== YOUR OBJECTIVE ==
Reproduce every item below word for word, changing nothing.

== EXCERPTED DATA ==
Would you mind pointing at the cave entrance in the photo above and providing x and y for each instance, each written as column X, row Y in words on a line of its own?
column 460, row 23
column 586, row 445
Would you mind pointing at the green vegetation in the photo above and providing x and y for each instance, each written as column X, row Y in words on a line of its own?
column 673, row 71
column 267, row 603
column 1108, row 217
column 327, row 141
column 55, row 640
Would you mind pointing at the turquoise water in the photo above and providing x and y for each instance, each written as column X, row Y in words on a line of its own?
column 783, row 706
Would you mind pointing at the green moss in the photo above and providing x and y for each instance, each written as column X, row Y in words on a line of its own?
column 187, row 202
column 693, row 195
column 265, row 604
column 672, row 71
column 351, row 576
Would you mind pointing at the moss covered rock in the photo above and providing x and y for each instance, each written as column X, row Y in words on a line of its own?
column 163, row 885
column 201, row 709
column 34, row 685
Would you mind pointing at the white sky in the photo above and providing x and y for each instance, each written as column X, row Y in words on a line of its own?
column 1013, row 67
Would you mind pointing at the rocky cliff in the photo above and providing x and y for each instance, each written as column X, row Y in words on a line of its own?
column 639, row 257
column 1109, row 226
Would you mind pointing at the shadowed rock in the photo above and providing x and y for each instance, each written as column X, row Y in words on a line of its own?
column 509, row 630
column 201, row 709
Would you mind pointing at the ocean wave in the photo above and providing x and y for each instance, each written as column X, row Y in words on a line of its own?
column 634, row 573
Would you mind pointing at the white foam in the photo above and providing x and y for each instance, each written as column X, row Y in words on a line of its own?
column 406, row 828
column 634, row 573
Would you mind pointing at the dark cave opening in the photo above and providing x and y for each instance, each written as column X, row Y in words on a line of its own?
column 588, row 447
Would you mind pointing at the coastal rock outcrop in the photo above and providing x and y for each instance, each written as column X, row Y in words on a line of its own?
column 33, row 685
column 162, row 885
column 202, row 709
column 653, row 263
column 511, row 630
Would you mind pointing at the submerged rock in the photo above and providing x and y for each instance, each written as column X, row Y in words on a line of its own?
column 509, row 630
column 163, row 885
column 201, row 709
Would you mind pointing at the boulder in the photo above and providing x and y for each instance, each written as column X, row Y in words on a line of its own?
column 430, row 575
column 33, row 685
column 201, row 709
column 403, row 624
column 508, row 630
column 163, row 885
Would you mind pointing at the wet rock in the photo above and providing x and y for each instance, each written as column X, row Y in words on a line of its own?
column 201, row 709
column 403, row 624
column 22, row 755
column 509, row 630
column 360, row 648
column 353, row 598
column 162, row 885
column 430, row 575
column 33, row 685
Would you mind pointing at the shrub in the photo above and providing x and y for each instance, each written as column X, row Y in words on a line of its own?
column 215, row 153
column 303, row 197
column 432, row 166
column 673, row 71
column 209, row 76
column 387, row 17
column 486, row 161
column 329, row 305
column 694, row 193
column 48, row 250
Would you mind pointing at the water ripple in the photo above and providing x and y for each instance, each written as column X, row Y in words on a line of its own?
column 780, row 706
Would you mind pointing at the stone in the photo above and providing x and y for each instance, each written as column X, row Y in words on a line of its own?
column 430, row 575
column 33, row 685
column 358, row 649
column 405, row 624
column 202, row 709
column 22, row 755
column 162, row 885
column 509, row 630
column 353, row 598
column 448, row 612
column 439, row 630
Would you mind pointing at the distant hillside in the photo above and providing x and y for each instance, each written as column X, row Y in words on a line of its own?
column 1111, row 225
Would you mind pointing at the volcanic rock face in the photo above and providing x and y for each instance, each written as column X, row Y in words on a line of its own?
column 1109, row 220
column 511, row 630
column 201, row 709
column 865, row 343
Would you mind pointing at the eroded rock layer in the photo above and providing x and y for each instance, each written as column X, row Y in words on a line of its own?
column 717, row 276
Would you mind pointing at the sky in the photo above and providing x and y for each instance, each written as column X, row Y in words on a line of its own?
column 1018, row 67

== OUTPUT FOR THIS EXERCISE ==
Would you mind pointing at the cave entrance in the photo above and providing x and y for each instance, each written as column X, row Y in words on a line of its own?
column 460, row 23
column 586, row 445
Would you mind pointing at the green vegetation in the photo above and providing x and y for each instance, each written as column X, row Y in words on a line of its own?
column 673, row 71
column 267, row 603
column 1108, row 217
column 327, row 141
column 55, row 640
Would you mind pointing at the turquoise water in the photo above and providing x and y for each instance, each written as column X, row Y in words on a line of its own?
column 783, row 706
Would you mind pointing at the green moss in the photo above and providing x and y for each instance, each written as column X, row Y in words on a line of its own?
column 187, row 202
column 693, row 195
column 265, row 604
column 672, row 71
column 351, row 576
Would you mind pointing at the moss covered rock in the photo above and providing x and y for each instance, each written as column X, row Y in words on a line of its own?
column 163, row 885
column 201, row 709
column 34, row 685
Would you mind pointing at the white sky in the photo above and providing x and y for each instance, each written as column X, row Y in words on a line of its own?
column 1013, row 67
Would you mind pointing at the rocky cliff in the photo above and providing x and y for each instance, each written as column X, row Y in words on a line of its own?
column 639, row 257
column 1109, row 226
Would you mind pointing at the shadowed rock in the photo above and providing x and y for each instance, each written as column X, row Y in words on a line of its own?
column 509, row 630
column 201, row 709
Would you mind pointing at the ocean wave in the photo above and providing x and y for each instance, each written as column X, row Y in words on a line of its own?
column 634, row 573
Would you mind pointing at the white foam in the photo above and providing x and y for each instance, each written as column X, row Y in words on a line of its own?
column 406, row 828
column 634, row 573
Would you mind pointing at the dark cave opening in the photo above and providing x and y for each instance, each written as column X, row Y in words on a line of its own?
column 588, row 447
Would you mind pointing at the coastal rock outcrop in the photo above and providing x and y for each instance, each written as column X, row Y in words on a line of its own?
column 33, row 685
column 162, row 885
column 202, row 709
column 653, row 263
column 511, row 630
Would you mind pointing at the submerged rock in the photo above and providing x and y for each instance, each written as column X, row Y in words on a line of its own?
column 509, row 630
column 163, row 885
column 201, row 709
Would you mind pointing at the boulder in the photo above and providing x and y for each instance, each written as column X, row Y in words on a line of its own?
column 430, row 575
column 33, row 685
column 201, row 709
column 403, row 624
column 508, row 630
column 163, row 885
Would you mind pointing at the wet rock in the photo above and providing x and y for each instance, each written as column X, row Y in words on a line of its own?
column 201, row 709
column 403, row 624
column 22, row 755
column 509, row 630
column 360, row 648
column 353, row 598
column 162, row 885
column 430, row 575
column 33, row 685
Would you mind pointing at the shrub in the photo above and providing x and y for each instance, each written as column X, row Y in words on a line of its own?
column 215, row 153
column 303, row 197
column 432, row 166
column 673, row 71
column 209, row 76
column 387, row 17
column 486, row 161
column 329, row 305
column 694, row 193
column 48, row 250
Would you mind pointing at the water ripple in the photo above and providing x and y for each instance, each written as column X, row Y in words on a line of its own?
column 780, row 706
Would you mind pointing at the stone in the photo above and providing x and y for each instance, each written as column X, row Y in words on a line of its own?
column 430, row 575
column 33, row 685
column 358, row 649
column 405, row 624
column 202, row 709
column 22, row 755
column 162, row 885
column 509, row 630
column 353, row 598
column 448, row 612
column 439, row 630
Would you mind pointing at the distant hillside in the photo above and providing x and y for each instance, each written as column X, row Y in words on a line of its own?
column 1111, row 225
Would you mind pointing at the volcanic rock face in the photo above and providing x and y for each instance, each written as column X, row Y in words on a line of its own?
column 1109, row 220
column 511, row 630
column 201, row 709
column 865, row 343
Would you mind pointing at the eroded rock layer in the photo above and providing x and y for each instance, each written as column X, row Y in words on a line of its own?
column 717, row 276
Would you mind pointing at the sky in the photo above and providing x and y for each instance, each written as column X, row Y in words on a line of its own?
column 1018, row 67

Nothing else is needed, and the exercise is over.